## Exercise directions
Format every line of the listing below as a JSON list of strings, one string per line, with blank lines omitted. Leave the pictures out of the result.

Point annotation dataset records:
================
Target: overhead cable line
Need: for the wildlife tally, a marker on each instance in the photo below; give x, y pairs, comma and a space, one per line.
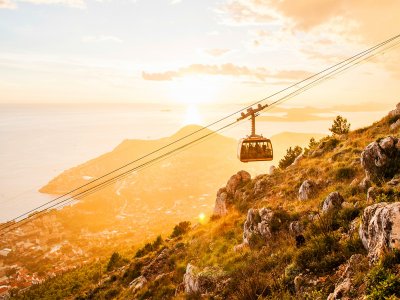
346, 63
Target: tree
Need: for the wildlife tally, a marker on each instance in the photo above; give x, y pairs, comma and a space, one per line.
340, 126
181, 229
290, 156
311, 145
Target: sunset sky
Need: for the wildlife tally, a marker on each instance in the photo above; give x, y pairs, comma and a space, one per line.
187, 51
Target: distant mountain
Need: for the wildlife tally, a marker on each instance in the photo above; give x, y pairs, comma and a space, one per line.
158, 195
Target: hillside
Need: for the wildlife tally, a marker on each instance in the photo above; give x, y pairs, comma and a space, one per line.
179, 187
326, 227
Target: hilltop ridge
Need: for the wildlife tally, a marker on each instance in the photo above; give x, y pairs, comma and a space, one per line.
325, 227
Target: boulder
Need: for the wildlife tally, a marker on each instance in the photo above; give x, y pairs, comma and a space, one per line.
334, 200
158, 265
271, 170
381, 159
380, 229
228, 193
395, 126
395, 112
260, 186
241, 248
295, 228
307, 190
200, 282
237, 180
137, 284
258, 222
221, 202
298, 159
365, 184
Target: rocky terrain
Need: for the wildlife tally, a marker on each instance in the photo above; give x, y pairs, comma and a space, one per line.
================
## Output
[
  "Target: overhead cable line",
  "Need: for the wildlife tally, a marker on each instance in the photo below; give x, y pairs, comma and a space, one per line.",
  "346, 63",
  "Target: tree",
  "Need: for the wildlife tally, a marker on each instance in the photo above; give x, y pairs, comma and a space, one per line.",
  "340, 126",
  "181, 229",
  "290, 156",
  "311, 145",
  "Target: sunset sky",
  "Need: for the wildlife tally, a marker on each instance in the photo above; give x, y pairs, comma and a space, one per line.",
  "187, 51",
  "Target: distant mountain",
  "Need: for the wildlife tally, a marker on each instance in the photo above; give x, y pairs, comma and a space, one per line.",
  "158, 195",
  "Target: hillside",
  "Need: for the wildlife tally, a marker on each instance in the photo above; give x, y pairs, comma and a space, one per line.",
  "179, 187",
  "326, 227",
  "Target: hilltop ridge",
  "Need: for the wildlife tally, a marker on each instance in the photo above; give x, y pairs, comma and a space, one per line.",
  "325, 227",
  "Target: boulder",
  "Need: for the wildlife tally, a marker on each instance in the photo above; give x, y pairs, comma and a space, one per line.",
  "334, 200",
  "158, 265",
  "271, 170",
  "381, 159",
  "380, 229",
  "228, 193",
  "395, 126",
  "395, 112",
  "260, 186",
  "241, 248",
  "295, 228",
  "307, 190",
  "200, 282",
  "237, 180",
  "137, 284",
  "258, 222",
  "221, 202",
  "298, 159",
  "365, 184",
  "Target: rocky terrain",
  "Need: for the wildlife tally, a marker on each instance in the photo above; give x, y pairs, comma and a space, one per line."
]